— Document section —

2 A Typology of Social Control
3 Informal Control
4 Medical Control
5 Legal Control
PART II CASE STUDIES IN SOCIAL CONTROL
6 Informal Control: Housing Segregation, the Code of the Street, and Emerging Adulthood and Morality
7 Medical Control: Selective Mutism, Autism, and Violence as a Disease
8 Legal Control: Racial Profiling, Hate Crimes, and the Imprisonment Binge
9 Terrorism and Social Control
10 Conclusion: The Future of Social Control
Notes
References
Preface and Acknowledgments
While swimming in a pool in the jungle of Nool, Horton the elephant heard a small voice. Kangaroo is the matriarch of the tight and well-maintained social order of Nool. She is depicted as straight-laced and traditional, dripping with conservative "family values." For example, she proudly proclaims that her son, Rudy, is "pouch-schooled."
Horton is viewed by Kangaroo as far more than simply eccentric - in fact, he's downright dangerous - for holding to and spreading his ridiculous belief that he heard a voice coming from a small speck on a clover. Horton insists there are people living on that speck, and he goes about protecting it with every fiber in his being. Kangaroo casts Horton as a weirdo and possibly deranged, certainly a destabilizing influence in Nool. She says, "If you can't see it, feel it, or hear it, it doesn't exist." In no uncertain terms, these sorts of beliefs will not be tolerated in the jungle of Nool. Horton says in his defense, "A person's a person, no matter how small."
As Horton continues to maintain that the speck has life on it, which is his duty to protect and preserve, the dour Kangaroo makes a public case against Horton that he is deranged and deserves to be punished. Most of the jungle caves in to Kangaroo's view, and Horton is successfully made a pariah (except for a few close allies). Being deemed deserving of scorn and ridicule, Horton is harassed and treated shabbily almost until the end of the story.
This is the film adaptation of the classic Dr. Seuss children's book, Horton Hears a Who!, but it has profound implications for social control.1 After being immersed in the study of social control and having committed a good deal of effort grappling with it through these three editions of the book, I am not sure at all if the scholarly writings - and they are voluminous, as attested to by the bibliography - are much better on the subject than this simple, elegant Dr. Seuss tale. I believe that the further you get pulled into deviance and social control, you start realizing it is something akin to a bottomless pit and there is really no way out. There are no happy endings here. Horton did okay by the end of the story because, well, fairy tales are supposed to be uplifting for young and curious minds just starting on their long trek into the heart of the social system. But the stark reality is that this is really dismal stuff, and it will keep getting much worse before getting better, if it ever does.

Records in a dataset
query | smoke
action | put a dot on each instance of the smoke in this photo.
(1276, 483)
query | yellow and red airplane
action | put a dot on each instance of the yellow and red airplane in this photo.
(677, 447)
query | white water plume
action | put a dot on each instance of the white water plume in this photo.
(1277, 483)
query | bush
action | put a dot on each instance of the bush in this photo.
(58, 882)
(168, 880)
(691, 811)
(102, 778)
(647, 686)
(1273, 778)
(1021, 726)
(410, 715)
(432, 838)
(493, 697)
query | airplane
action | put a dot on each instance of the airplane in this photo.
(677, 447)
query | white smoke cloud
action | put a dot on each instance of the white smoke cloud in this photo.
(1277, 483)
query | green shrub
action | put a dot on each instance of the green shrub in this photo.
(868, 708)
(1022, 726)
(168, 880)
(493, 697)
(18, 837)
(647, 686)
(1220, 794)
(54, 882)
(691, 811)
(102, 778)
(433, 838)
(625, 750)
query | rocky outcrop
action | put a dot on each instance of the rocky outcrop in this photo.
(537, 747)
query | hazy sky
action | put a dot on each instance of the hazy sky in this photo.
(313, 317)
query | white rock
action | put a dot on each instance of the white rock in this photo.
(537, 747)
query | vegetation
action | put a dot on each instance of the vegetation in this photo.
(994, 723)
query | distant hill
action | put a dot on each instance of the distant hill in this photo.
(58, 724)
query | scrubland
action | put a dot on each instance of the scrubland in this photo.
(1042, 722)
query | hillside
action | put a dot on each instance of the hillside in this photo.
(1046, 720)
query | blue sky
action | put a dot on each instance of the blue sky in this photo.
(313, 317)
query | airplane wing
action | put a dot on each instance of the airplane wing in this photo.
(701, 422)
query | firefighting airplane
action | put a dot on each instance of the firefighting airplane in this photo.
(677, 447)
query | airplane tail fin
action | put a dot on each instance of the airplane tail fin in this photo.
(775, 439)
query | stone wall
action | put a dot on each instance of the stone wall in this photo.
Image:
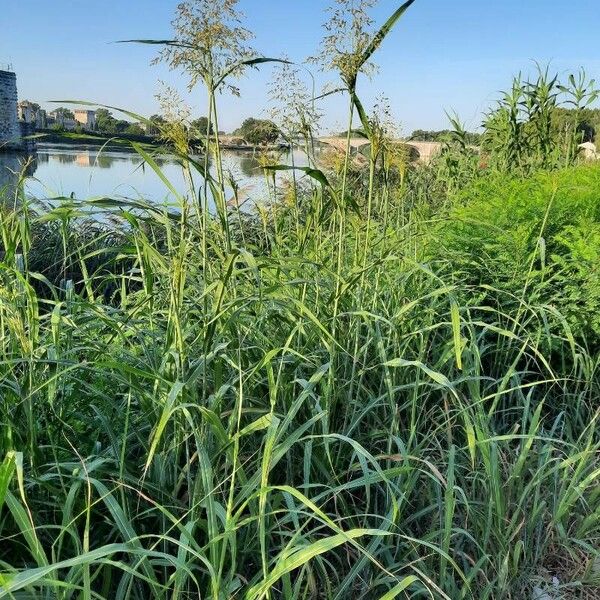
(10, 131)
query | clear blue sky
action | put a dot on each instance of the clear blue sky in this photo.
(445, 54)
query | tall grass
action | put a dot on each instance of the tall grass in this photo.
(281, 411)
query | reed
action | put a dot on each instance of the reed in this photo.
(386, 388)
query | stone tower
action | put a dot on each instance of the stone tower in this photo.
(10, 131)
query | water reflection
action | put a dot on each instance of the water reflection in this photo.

— Aim of the exercise —
In the social control excerpt, what does Kangaroo proudly proclaim about her son, Rudy?

— Answer box —
She proclaims that he is "pouch-schooled."